:: What you have to do ::
Repeat the records below exactly, leaving out any pictures.

:: Records provided ::
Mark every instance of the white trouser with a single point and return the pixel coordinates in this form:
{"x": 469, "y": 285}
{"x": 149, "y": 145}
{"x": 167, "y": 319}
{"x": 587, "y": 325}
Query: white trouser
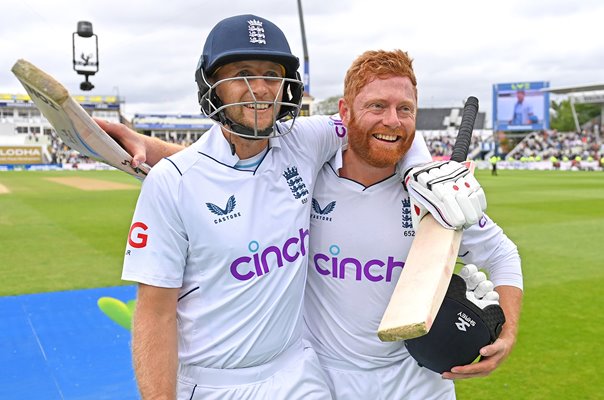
{"x": 295, "y": 374}
{"x": 403, "y": 380}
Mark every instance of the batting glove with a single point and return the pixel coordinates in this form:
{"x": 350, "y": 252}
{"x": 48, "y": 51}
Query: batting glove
{"x": 448, "y": 191}
{"x": 479, "y": 290}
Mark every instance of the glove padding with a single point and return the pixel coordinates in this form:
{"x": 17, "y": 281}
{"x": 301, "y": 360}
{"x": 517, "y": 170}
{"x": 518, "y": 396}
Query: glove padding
{"x": 461, "y": 327}
{"x": 448, "y": 191}
{"x": 479, "y": 290}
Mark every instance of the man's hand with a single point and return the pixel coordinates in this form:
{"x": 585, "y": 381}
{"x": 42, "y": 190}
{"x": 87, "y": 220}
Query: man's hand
{"x": 130, "y": 140}
{"x": 480, "y": 292}
{"x": 447, "y": 190}
{"x": 491, "y": 357}
{"x": 142, "y": 148}
{"x": 479, "y": 288}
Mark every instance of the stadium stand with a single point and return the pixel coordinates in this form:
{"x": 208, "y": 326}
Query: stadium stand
{"x": 23, "y": 127}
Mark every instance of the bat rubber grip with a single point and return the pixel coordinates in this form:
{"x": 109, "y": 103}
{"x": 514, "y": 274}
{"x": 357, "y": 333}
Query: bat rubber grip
{"x": 464, "y": 137}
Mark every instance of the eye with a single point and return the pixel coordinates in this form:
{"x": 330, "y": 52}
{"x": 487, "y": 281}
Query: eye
{"x": 406, "y": 110}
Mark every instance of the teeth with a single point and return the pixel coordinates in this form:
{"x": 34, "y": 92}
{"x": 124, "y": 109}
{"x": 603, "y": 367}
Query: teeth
{"x": 387, "y": 138}
{"x": 258, "y": 106}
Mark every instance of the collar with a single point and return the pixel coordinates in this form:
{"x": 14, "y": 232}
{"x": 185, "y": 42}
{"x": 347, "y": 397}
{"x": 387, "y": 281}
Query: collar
{"x": 218, "y": 147}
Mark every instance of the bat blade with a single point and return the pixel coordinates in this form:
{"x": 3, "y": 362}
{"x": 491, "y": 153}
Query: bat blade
{"x": 423, "y": 283}
{"x": 71, "y": 122}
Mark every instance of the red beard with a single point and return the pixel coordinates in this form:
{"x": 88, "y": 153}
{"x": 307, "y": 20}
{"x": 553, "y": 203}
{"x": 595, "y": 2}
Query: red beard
{"x": 374, "y": 152}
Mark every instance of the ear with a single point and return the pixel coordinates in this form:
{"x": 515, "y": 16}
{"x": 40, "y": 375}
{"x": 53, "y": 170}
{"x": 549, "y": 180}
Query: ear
{"x": 344, "y": 111}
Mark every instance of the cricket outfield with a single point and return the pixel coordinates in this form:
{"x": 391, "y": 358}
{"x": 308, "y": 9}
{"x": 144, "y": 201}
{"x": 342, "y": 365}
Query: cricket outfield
{"x": 59, "y": 234}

:: Output of the exercise ::
Mark every instance of the white trouser with a single point and return the pixel coordinates in this form:
{"x": 469, "y": 285}
{"x": 149, "y": 145}
{"x": 167, "y": 319}
{"x": 587, "y": 325}
Query: white trouser
{"x": 295, "y": 374}
{"x": 403, "y": 380}
Mark every instance of the batting glove with a single point and return the pixel coordinates in this form:
{"x": 350, "y": 252}
{"x": 48, "y": 51}
Query: batting glove
{"x": 448, "y": 191}
{"x": 479, "y": 290}
Mark every instance of the glove padding with a single point and return the pixel coordinates in this form:
{"x": 17, "y": 281}
{"x": 301, "y": 360}
{"x": 517, "y": 170}
{"x": 518, "y": 396}
Query: glove padding
{"x": 461, "y": 327}
{"x": 448, "y": 191}
{"x": 479, "y": 290}
Mark every instance of the man's hand with a single point and return the pixel coordinates in this form:
{"x": 585, "y": 381}
{"x": 42, "y": 190}
{"x": 87, "y": 220}
Query: man's hand
{"x": 130, "y": 140}
{"x": 480, "y": 292}
{"x": 447, "y": 190}
{"x": 491, "y": 357}
{"x": 142, "y": 148}
{"x": 479, "y": 288}
Mark every instance of the stadium stand with a single point and return the pixel coordinates in this form:
{"x": 208, "y": 326}
Query: stadium stand
{"x": 23, "y": 127}
Mark every instance of the bat rubber grip with a single point and return the pixel coordinates in this form:
{"x": 109, "y": 103}
{"x": 514, "y": 274}
{"x": 357, "y": 333}
Query: bat rubber grip
{"x": 464, "y": 137}
Mark every instance of the eye with a single point and return the pixel coordinates in this form:
{"x": 330, "y": 52}
{"x": 487, "y": 281}
Query: eye
{"x": 406, "y": 110}
Mark every instance of the teeth with a single point and return the pixel coordinates in this form:
{"x": 34, "y": 92}
{"x": 124, "y": 109}
{"x": 603, "y": 367}
Query: teeth
{"x": 387, "y": 138}
{"x": 258, "y": 106}
Mark every instance of the collar with a single point and return the pixel coordinates in this form:
{"x": 14, "y": 232}
{"x": 185, "y": 42}
{"x": 347, "y": 397}
{"x": 387, "y": 281}
Query: collar
{"x": 218, "y": 147}
Mark every instance of the bat blade with a single point and return the pixel coordinates in this form:
{"x": 3, "y": 362}
{"x": 491, "y": 153}
Query: bat blade
{"x": 423, "y": 283}
{"x": 71, "y": 122}
Mark every instance of the red beard with a single point and return the pixel coordinates in this form:
{"x": 88, "y": 153}
{"x": 307, "y": 20}
{"x": 553, "y": 203}
{"x": 595, "y": 2}
Query: red beard
{"x": 374, "y": 152}
Mark every instance of the ear with a single point and return the pixel coordinates in this form:
{"x": 515, "y": 16}
{"x": 40, "y": 375}
{"x": 53, "y": 170}
{"x": 549, "y": 180}
Query: ear
{"x": 344, "y": 111}
Mark every instance of the cricket outfield with a single point and return the pixel coordinates in this form:
{"x": 391, "y": 358}
{"x": 308, "y": 9}
{"x": 144, "y": 201}
{"x": 342, "y": 365}
Query: cricket outfield
{"x": 59, "y": 234}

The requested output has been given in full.